● Work instructions
Please answer these from the citation page:
(a) On what date was the paper received?
(b) In which journal did it appear, and on which pages?
(c) On what date did it become available online?

Citation: DAI Xian-Feng, ZHEN Ming-Fu, XU Pan, SHI Jing-Jing, MA Cheng-Yu, QIAO Jin-Li. Electrochemical Behavior of Pyridine-Doped Carbon-Supported Co-Phthalocyanine (Py-CoPc/C) for Oxygen Reduction Reaction and Its Application to Fuel Cell[J]. Acta Physico-Chimica Sinica, ;2013, 29(08): 1753-1761. doi: 10.3866/PKU.WHXB201306141 shu

Electrochemical Behavior of Pyridine-Doped Carbon-Supported Co-Phthalocyanine (Py-CoPc/C) for Oxygen Reduction Reaction and Its Application to Fuel Cell

  • Received Date: 1 April 2013
    Available Online: 14 June 2013

    Fund Project: 国家自然科学基金(21173039) (21173039) 高等学校博士学科点专项科研基金(20110075110001) (20110075110001)国家环境保护纺织工业污染防治工程技术中心(20110927)资助项目 (20110927)

● Stored rows
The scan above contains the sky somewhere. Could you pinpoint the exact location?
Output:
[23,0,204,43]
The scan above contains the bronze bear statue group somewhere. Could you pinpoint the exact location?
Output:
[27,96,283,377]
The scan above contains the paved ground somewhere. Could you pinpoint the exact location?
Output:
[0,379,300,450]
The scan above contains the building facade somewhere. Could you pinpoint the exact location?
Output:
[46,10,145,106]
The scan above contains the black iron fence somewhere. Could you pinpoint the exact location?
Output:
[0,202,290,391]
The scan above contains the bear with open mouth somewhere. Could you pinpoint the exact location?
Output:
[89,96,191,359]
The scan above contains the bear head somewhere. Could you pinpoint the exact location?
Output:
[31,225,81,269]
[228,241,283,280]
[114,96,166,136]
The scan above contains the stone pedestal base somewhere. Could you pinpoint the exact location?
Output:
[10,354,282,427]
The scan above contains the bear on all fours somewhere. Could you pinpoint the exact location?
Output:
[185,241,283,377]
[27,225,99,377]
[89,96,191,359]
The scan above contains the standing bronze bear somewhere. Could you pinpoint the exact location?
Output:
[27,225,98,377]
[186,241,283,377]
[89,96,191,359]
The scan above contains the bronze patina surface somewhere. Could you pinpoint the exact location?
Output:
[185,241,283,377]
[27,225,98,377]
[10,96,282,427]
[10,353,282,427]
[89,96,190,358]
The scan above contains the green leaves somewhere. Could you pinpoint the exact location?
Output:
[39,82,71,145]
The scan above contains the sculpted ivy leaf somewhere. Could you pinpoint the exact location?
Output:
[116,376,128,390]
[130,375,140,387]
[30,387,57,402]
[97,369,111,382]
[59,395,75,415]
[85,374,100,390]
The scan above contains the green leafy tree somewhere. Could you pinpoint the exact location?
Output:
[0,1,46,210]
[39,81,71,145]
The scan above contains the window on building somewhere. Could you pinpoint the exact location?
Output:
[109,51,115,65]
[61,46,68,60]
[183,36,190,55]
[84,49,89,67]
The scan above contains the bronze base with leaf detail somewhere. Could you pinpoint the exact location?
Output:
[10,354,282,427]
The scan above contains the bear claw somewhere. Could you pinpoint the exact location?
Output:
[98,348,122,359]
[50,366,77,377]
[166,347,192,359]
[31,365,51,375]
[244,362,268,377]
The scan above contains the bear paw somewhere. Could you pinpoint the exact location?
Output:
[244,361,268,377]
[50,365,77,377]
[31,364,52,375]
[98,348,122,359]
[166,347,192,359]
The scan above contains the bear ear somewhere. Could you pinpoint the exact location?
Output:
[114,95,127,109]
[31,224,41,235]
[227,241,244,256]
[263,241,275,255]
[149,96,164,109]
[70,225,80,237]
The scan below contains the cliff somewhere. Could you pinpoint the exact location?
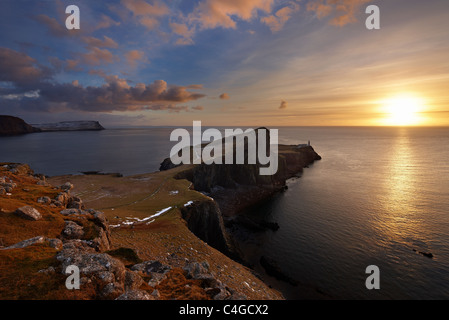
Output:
[0,163,282,300]
[33,121,104,132]
[170,145,321,217]
[0,116,40,136]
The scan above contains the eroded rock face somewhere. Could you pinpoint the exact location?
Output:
[181,201,232,253]
[183,262,232,300]
[116,290,154,301]
[0,236,62,250]
[14,206,42,221]
[0,116,40,136]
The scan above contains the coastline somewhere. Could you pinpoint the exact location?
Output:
[0,146,318,300]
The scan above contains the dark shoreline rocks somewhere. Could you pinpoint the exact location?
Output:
[0,115,40,136]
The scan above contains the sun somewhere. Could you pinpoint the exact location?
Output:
[383,95,424,126]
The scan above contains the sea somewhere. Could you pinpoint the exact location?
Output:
[0,127,449,300]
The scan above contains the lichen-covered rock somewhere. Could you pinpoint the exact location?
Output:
[62,221,84,239]
[37,196,51,204]
[125,270,144,291]
[116,290,154,300]
[15,206,42,221]
[0,236,62,250]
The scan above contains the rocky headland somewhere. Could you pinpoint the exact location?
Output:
[0,131,320,300]
[0,115,105,136]
[0,116,40,136]
[32,121,104,132]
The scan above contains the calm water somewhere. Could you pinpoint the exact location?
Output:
[0,128,449,299]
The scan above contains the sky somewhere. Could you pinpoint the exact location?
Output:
[0,0,449,127]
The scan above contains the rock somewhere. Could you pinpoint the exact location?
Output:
[0,116,39,136]
[131,260,171,274]
[0,236,46,250]
[116,290,154,300]
[148,272,167,287]
[100,282,125,300]
[131,260,171,287]
[60,208,89,216]
[33,121,104,132]
[0,236,62,250]
[47,239,63,250]
[55,191,70,207]
[159,158,180,171]
[56,250,126,299]
[37,196,51,204]
[62,221,84,239]
[59,182,73,192]
[38,266,56,274]
[183,261,231,300]
[125,270,144,291]
[151,289,161,299]
[67,197,84,210]
[15,206,42,221]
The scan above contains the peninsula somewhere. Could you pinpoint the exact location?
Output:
[0,115,104,136]
[0,136,320,300]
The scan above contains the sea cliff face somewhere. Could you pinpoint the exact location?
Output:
[0,116,40,136]
[170,145,321,217]
[33,121,104,132]
[0,116,104,136]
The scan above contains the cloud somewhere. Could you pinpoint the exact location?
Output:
[170,22,195,45]
[0,48,205,112]
[34,14,70,37]
[187,84,204,90]
[94,14,120,30]
[307,0,373,26]
[125,50,144,68]
[189,0,274,29]
[260,2,300,33]
[82,36,118,48]
[121,0,170,30]
[0,47,52,87]
[279,100,288,110]
[81,47,118,66]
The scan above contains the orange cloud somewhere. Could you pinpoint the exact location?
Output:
[83,36,118,48]
[260,2,300,32]
[121,0,170,30]
[189,0,274,29]
[307,0,372,26]
[279,100,288,110]
[125,50,144,68]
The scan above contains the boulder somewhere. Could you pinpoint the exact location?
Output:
[15,206,42,221]
[37,196,51,204]
[116,290,154,300]
[0,236,62,250]
[59,182,73,192]
[62,221,84,239]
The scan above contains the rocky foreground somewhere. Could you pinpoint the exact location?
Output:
[0,146,320,300]
[0,164,282,300]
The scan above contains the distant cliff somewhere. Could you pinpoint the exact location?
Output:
[33,121,104,132]
[0,116,40,136]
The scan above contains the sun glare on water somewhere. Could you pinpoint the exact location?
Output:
[383,95,425,126]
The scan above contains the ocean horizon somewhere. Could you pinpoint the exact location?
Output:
[0,126,449,299]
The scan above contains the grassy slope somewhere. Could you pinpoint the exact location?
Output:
[44,167,282,299]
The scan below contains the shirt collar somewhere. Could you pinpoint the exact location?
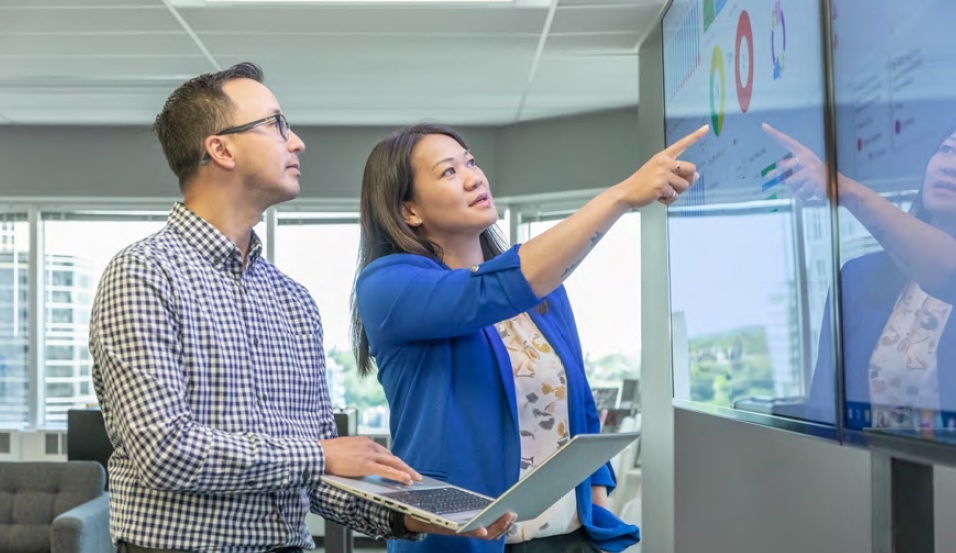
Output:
[168,202,262,269]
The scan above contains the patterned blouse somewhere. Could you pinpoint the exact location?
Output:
[869,282,953,428]
[495,313,581,543]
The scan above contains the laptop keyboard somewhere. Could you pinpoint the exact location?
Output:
[382,488,491,515]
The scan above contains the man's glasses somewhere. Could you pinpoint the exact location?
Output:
[201,113,292,164]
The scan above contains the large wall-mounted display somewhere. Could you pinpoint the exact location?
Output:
[663,0,833,424]
[663,0,956,446]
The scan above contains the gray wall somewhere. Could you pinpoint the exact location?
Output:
[676,409,871,553]
[637,22,676,553]
[0,108,637,198]
[496,108,640,196]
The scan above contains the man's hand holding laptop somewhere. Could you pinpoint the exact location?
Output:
[319,436,518,540]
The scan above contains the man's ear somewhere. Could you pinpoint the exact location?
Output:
[402,202,422,228]
[203,135,236,169]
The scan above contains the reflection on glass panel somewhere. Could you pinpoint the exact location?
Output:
[828,0,956,438]
[663,0,835,423]
[275,212,388,434]
[0,215,30,427]
[42,213,166,426]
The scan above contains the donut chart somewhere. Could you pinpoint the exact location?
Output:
[710,45,726,136]
[734,10,754,113]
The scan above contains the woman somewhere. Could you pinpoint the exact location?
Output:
[764,126,956,429]
[352,121,707,552]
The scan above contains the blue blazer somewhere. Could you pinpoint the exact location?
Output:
[807,252,956,423]
[355,246,640,553]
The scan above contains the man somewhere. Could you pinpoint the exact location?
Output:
[90,63,513,553]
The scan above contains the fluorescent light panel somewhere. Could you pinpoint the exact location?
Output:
[204,0,514,6]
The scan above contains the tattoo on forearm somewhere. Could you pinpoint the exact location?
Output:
[561,261,581,280]
[561,231,604,280]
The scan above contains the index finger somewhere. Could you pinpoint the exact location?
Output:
[664,125,710,158]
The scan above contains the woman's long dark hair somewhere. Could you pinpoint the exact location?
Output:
[351,123,506,376]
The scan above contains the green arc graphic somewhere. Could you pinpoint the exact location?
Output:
[710,44,727,136]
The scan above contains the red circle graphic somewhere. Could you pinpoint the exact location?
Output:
[734,10,754,113]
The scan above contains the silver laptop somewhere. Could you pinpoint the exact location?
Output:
[322,432,640,534]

● Answer to this problem
(a) 1 April 2013
(b) Acta Physico-Chimica Sinica, pages 1753-1761
(c) 14 June 2013